WHAT IS ASKED: Locate the line that contains "of the stainless". Print it and every subsequent line through the final line of the records, exactly and only those.

Position identification records:
——

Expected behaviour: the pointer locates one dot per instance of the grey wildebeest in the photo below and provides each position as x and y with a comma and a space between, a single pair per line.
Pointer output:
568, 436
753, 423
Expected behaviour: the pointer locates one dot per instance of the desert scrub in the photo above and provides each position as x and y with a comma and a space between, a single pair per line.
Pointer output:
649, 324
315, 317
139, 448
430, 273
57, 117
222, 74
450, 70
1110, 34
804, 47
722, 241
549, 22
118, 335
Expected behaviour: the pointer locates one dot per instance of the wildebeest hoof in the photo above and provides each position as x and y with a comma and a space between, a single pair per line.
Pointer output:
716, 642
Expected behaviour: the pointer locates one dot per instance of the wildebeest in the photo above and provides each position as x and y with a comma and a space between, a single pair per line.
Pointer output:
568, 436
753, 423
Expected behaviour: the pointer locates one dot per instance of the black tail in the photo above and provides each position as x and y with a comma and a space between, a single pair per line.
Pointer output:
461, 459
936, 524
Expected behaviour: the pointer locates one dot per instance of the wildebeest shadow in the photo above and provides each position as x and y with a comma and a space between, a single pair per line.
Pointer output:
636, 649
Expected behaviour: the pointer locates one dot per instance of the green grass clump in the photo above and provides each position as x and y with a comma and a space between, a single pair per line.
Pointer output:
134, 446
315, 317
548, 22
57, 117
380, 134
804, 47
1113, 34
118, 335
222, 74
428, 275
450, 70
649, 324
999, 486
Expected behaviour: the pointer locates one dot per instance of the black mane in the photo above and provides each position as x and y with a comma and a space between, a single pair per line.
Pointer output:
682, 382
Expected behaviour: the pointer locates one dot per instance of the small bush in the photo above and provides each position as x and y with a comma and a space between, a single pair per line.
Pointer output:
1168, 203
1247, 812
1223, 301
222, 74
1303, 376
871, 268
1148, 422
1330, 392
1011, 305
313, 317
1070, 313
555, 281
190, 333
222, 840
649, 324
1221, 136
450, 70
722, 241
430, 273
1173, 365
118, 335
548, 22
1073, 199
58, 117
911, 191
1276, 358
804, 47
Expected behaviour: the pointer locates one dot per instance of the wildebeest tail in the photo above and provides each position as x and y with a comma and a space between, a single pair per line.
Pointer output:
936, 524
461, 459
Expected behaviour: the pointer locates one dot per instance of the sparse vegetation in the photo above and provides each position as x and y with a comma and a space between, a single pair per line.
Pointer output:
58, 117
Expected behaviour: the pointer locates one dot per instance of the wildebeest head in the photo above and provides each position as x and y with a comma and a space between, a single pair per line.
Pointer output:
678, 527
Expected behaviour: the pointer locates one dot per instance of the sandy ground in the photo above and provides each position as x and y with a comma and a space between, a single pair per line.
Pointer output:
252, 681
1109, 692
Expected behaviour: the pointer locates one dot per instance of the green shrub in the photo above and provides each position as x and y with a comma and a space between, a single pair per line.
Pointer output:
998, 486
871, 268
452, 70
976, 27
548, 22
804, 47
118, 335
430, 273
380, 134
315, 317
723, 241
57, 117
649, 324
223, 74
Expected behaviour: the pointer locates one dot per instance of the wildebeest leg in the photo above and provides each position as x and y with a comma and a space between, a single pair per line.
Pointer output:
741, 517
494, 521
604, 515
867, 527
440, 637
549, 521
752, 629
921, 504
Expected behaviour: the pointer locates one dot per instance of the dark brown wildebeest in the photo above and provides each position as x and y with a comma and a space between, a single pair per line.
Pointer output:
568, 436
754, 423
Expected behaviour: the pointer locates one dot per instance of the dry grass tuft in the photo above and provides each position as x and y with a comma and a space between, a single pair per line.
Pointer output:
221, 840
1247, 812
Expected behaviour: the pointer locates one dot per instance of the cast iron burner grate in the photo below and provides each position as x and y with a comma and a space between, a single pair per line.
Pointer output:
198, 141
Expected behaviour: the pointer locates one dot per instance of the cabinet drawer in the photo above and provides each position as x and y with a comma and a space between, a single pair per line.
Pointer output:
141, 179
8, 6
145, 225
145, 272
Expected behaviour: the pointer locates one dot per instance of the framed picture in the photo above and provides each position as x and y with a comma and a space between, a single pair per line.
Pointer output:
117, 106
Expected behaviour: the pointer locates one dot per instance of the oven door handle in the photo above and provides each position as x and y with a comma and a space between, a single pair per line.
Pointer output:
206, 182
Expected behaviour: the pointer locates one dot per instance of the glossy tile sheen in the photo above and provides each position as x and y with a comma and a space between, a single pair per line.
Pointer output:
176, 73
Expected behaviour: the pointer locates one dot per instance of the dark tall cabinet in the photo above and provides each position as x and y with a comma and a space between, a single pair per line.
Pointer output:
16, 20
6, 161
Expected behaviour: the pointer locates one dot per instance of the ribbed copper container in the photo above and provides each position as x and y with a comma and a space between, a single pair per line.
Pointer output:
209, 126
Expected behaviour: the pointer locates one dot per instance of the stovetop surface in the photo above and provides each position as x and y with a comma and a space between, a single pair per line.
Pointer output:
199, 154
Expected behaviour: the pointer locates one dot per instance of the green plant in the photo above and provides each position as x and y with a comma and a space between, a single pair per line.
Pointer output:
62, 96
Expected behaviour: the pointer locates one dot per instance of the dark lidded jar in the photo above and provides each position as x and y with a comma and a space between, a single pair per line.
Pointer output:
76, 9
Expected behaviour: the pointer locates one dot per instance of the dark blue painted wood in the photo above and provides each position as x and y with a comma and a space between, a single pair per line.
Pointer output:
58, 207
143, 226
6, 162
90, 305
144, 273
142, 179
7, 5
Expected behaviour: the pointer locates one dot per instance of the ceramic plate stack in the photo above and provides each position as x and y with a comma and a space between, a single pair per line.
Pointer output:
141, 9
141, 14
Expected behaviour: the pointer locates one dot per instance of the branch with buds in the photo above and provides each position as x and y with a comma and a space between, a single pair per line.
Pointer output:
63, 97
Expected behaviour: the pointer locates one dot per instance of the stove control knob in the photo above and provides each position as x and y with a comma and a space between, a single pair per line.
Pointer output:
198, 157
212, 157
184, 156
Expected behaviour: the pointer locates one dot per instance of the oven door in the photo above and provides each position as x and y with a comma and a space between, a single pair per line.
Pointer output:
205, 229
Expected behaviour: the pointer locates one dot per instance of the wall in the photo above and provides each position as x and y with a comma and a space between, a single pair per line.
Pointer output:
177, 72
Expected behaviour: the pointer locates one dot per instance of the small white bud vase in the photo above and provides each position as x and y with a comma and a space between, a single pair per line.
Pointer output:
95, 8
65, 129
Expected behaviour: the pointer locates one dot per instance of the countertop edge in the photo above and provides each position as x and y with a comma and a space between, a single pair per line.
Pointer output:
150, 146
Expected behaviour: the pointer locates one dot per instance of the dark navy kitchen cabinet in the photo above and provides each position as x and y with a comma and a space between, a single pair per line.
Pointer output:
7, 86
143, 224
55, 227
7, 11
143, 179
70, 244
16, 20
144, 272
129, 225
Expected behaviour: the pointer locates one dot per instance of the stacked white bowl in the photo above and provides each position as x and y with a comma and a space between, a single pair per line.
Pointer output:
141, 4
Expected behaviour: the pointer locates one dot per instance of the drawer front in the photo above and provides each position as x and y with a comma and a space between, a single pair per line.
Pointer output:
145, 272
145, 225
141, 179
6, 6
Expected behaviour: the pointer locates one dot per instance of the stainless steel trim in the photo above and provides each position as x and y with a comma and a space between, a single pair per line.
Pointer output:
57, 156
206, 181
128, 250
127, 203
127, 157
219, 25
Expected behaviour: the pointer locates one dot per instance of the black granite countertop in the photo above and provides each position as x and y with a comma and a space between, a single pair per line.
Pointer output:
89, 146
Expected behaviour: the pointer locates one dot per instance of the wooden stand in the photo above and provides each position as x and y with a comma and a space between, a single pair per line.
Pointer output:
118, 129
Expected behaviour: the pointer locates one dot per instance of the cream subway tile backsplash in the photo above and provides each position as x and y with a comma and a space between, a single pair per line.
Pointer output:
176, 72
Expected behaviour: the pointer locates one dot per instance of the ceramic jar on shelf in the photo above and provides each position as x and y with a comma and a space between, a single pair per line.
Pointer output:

——

FINISHED EXERCISE:
Expected behaviour: the pointer locates one dot per instance of the stainless steel trim in the photo above and provides each position as x and y with a comma and a space between, a single pair per line.
Pointer output:
57, 156
206, 181
128, 250
127, 203
127, 157
219, 25
Expected behaviour: the pointer locates one dot per instance of the black granite countertop in the photo above and provides each position as x and y with a comma and a space between, a single pair per line.
Pointer output:
89, 146
Expected behaviour: the pointer locates one dot per instance of the wooden stand in the photo above and provides each position as x and y with a comma and a space between, a single pair per line.
Pointer output:
118, 129
Expected behaviour: the pointer locates one dot per instance of the cream subway tile backsplash in the photo above and provides each position as x and y with a comma and a space between, a single pair per line.
Pointer output:
176, 72
Expected behaviour: the pointer locates one dot per instance of the ceramic jar on shelf in the photo above and provides each position as x and y with a comma and a space between, a single pair per line.
Pointer output:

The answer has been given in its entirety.